■ Short problem
Render the following material again verbatim, leaving nothing out.

■ Entries supplied
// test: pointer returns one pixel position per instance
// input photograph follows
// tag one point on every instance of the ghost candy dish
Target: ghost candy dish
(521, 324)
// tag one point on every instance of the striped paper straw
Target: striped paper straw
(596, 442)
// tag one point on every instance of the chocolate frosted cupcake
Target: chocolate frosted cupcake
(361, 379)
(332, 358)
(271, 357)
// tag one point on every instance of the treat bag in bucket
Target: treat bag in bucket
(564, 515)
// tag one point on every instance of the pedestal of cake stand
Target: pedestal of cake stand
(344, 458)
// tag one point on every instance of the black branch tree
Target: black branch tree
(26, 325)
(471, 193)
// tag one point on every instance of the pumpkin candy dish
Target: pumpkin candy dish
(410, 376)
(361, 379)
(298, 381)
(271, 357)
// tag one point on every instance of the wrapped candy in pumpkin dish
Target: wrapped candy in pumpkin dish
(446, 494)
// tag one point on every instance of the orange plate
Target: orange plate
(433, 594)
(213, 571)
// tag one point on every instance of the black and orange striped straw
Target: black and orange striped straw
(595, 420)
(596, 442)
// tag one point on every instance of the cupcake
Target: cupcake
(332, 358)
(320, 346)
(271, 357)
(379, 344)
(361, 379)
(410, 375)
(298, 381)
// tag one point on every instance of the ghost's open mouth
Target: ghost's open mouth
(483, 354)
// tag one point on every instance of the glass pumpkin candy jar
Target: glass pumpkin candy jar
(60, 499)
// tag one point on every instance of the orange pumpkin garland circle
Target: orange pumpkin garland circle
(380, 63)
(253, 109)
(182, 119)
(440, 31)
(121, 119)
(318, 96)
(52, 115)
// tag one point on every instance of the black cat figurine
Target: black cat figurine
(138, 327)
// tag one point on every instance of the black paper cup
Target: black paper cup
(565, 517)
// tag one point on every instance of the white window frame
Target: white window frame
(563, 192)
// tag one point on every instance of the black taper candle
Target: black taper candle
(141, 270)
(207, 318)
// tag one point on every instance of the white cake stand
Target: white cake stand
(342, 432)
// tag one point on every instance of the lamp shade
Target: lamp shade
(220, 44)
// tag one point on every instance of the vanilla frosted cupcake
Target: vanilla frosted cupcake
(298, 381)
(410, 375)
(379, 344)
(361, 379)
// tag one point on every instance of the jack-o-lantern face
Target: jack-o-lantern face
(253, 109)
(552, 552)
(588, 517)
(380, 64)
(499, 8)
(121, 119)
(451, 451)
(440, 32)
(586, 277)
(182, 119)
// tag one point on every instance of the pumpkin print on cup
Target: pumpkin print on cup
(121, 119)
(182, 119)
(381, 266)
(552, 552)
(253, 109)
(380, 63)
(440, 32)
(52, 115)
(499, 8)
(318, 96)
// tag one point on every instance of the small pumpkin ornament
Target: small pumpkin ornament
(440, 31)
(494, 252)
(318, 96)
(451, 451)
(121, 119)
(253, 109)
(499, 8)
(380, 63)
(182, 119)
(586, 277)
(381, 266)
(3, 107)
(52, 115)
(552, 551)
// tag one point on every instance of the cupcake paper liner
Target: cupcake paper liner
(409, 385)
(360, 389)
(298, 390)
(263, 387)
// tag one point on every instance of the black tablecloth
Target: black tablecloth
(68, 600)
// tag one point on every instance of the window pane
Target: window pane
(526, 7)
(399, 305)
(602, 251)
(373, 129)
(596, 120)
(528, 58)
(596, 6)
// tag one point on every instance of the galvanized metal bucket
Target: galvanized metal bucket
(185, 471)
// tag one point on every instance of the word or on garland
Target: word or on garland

■ Exercise response
// test: pointer returns one pixel position per instance
// input photograph follows
// tag one point on every instance of the ghost candy dish
Target: ghost candy dish
(521, 324)
// tag one point on every instance of the striped paper straw
Target: striped paper straw
(596, 442)
// tag one point on every instance of the chocolate frosted cupcake
Target: chocolate frosted cupcake
(361, 379)
(332, 358)
(271, 357)
// tag one point on every instance of the treat bag in bucket
Target: treat bag in bucket
(564, 515)
// tag one point on every instance of the pedestal of cake stand
Target: pedestal of cake stand
(344, 458)
// tag one point on every instance of the black branch tree
Target: black branch tree
(26, 325)
(471, 193)
// tag one point on every instance of the pumpkin candy dish
Target: pumpkin candy dish
(410, 376)
(361, 379)
(298, 381)
(271, 357)
// tag one point on every instance of the wrapped candy in pumpkin dish
Target: wrapped candy in pumpkin dish
(446, 494)
// tag one point on every instance of the orange plate
Target: orange plate
(433, 594)
(213, 571)
// tag one point on every instance of the black and orange striped straw
Target: black and orange striped straw
(595, 420)
(596, 442)
// tag one point on every instance of the cupcake
Target: cupcake
(332, 358)
(320, 346)
(271, 357)
(379, 344)
(361, 379)
(410, 375)
(298, 381)
// tag one point on every instance of the ghost's open mouth
Target: ghost's open mouth
(483, 354)
// tag one point on every instance of the glass pumpkin candy jar
Target: glass pumpkin candy jar
(60, 499)
// tag one point on every instance of the orange pumpkin garland circle
Target: orange pumpkin garland circle
(380, 63)
(253, 109)
(182, 119)
(440, 31)
(121, 119)
(318, 96)
(52, 115)
// tag one point on every instance of the black cat figurine
Target: black cat figurine
(138, 327)
// tag one point on every instance of the black paper cup
Target: black paper cup
(565, 517)
// tag one point on every instance of the white window frame
Target: white window frame
(563, 192)
// tag one point on every instance of the black taper candle
Target: black taper candle
(141, 270)
(207, 318)
// tag one point on every instance of the white cake stand
Target: white cake stand
(342, 432)
// tag one point on every instance of the lamp shade
Target: lamp shade
(220, 44)
// tag one point on every instance of the vanilla frosted cupcake
Target: vanilla frosted cupcake
(298, 381)
(410, 375)
(379, 344)
(361, 379)
// tag one point on every instance of the jack-o-lantern face
Target: jack-o-lantern face
(253, 109)
(552, 552)
(588, 517)
(380, 64)
(499, 8)
(121, 119)
(451, 451)
(440, 32)
(586, 277)
(182, 119)
// tag one point on every instance of the pumpkin print on cup
Target: pumpkin print on cup
(121, 119)
(182, 119)
(381, 266)
(552, 552)
(253, 109)
(380, 63)
(440, 32)
(52, 115)
(499, 8)
(318, 96)
// tag one point on every instance of the small pumpkin ornament
Target: small pumpkin ornament
(440, 31)
(494, 252)
(318, 96)
(451, 451)
(121, 119)
(253, 109)
(499, 8)
(380, 63)
(182, 119)
(586, 277)
(381, 266)
(3, 107)
(52, 115)
(552, 551)
// tag one point on every instance of the cupcake paper liner
Target: cupcake paper liner
(409, 385)
(360, 389)
(298, 390)
(263, 387)
// tag one point on every instance of the black tablecloth
Target: black tablecloth
(68, 600)
// tag one point on every instance of the window pane
Target: window pane
(526, 7)
(399, 305)
(602, 251)
(373, 129)
(596, 120)
(528, 58)
(596, 6)
// tag one point on every instance of the galvanized metal bucket
Target: galvanized metal bucket
(185, 471)
// tag one point on every instance of the word or on garland
Target: word or on garland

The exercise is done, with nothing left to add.